**SHORT TASK:** Print every one of the lines below verbatim, changing nothing.

**Collected data entries:**
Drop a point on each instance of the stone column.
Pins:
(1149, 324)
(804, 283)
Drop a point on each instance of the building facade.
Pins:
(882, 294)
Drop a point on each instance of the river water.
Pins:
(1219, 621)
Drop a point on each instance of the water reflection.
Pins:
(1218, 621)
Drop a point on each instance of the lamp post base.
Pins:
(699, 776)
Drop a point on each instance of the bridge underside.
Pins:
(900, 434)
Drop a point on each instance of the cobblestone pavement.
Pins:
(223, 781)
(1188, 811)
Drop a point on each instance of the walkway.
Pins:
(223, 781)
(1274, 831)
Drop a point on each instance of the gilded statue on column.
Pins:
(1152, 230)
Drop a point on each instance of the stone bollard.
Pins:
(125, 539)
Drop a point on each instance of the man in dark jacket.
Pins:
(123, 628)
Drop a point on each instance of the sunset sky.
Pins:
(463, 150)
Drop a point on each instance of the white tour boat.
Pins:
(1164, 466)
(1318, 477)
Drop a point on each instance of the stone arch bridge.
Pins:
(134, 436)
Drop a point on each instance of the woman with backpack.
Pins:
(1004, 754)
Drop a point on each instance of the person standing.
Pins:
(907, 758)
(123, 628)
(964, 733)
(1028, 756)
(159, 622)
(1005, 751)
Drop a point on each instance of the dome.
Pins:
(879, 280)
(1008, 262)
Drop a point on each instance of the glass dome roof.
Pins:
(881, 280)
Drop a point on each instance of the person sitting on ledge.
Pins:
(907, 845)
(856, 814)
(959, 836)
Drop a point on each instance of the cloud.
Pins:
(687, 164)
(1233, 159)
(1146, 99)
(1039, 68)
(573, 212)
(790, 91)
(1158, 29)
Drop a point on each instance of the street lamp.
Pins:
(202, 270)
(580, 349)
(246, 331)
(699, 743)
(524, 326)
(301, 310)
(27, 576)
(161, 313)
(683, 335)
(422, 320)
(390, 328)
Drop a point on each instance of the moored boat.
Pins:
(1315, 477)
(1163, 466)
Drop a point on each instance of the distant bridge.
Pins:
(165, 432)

**RESPONSE FOR THIS EXERCISE:**
Drop a point on each instance of the stone column.
Pins:
(1149, 324)
(804, 283)
Drop a point on each instance of the building facade.
Pins:
(882, 294)
Drop a point on each instance of the river water.
Pins:
(1219, 621)
Drop a point on each instance of the water reflection.
Pins:
(1218, 621)
Drop a point on each instance of the lamp post base.
Pins:
(699, 776)
Drop a point on each instance of the bridge underside.
Pins:
(900, 434)
Drop a point on each instance of the cobblestone pavement.
Pins:
(223, 781)
(1188, 811)
Drop a point on each instance of the walkway.
Pins:
(223, 781)
(1274, 831)
Drop a point on each instance of the gilded statue on column.
Pins:
(1152, 230)
Drop a point on each instance of the stone bollard.
Pins:
(125, 539)
Drop a point on each instance of the man in dark jacket.
Pins:
(123, 628)
Drop a point on each instance of the sunset sky.
Pins:
(463, 150)
Drop a point on each instance of the white tour boat.
Pins:
(1164, 466)
(1318, 477)
Drop a point on each instance of the stone arch bridge.
Pins:
(134, 436)
Drop a point on each instance of the woman with backpack.
Pins:
(1004, 754)
Drop a point on each instance of the person standing.
Pins:
(907, 758)
(123, 628)
(964, 733)
(1028, 756)
(159, 622)
(1005, 751)
Drop a point on each instance of the dome.
Pins:
(879, 280)
(1008, 262)
Drop a point on each instance of the glass dome roof.
Pins:
(881, 280)
Drop a point on each instance of the person sitting on ledge.
Pins:
(907, 845)
(856, 814)
(959, 836)
Drop a point on each instance of the cloud.
Pins:
(687, 164)
(1233, 159)
(1146, 99)
(1039, 68)
(573, 212)
(790, 91)
(1158, 29)
Drop a point on each instance of the street lamp.
Pins:
(202, 270)
(580, 349)
(246, 331)
(699, 743)
(524, 326)
(301, 310)
(27, 576)
(161, 313)
(683, 335)
(422, 320)
(390, 328)
Drop a point on each instance of the moored boat.
Pins:
(1315, 477)
(1163, 466)
Drop a point on each instance of the distant bridge.
Pins:
(165, 432)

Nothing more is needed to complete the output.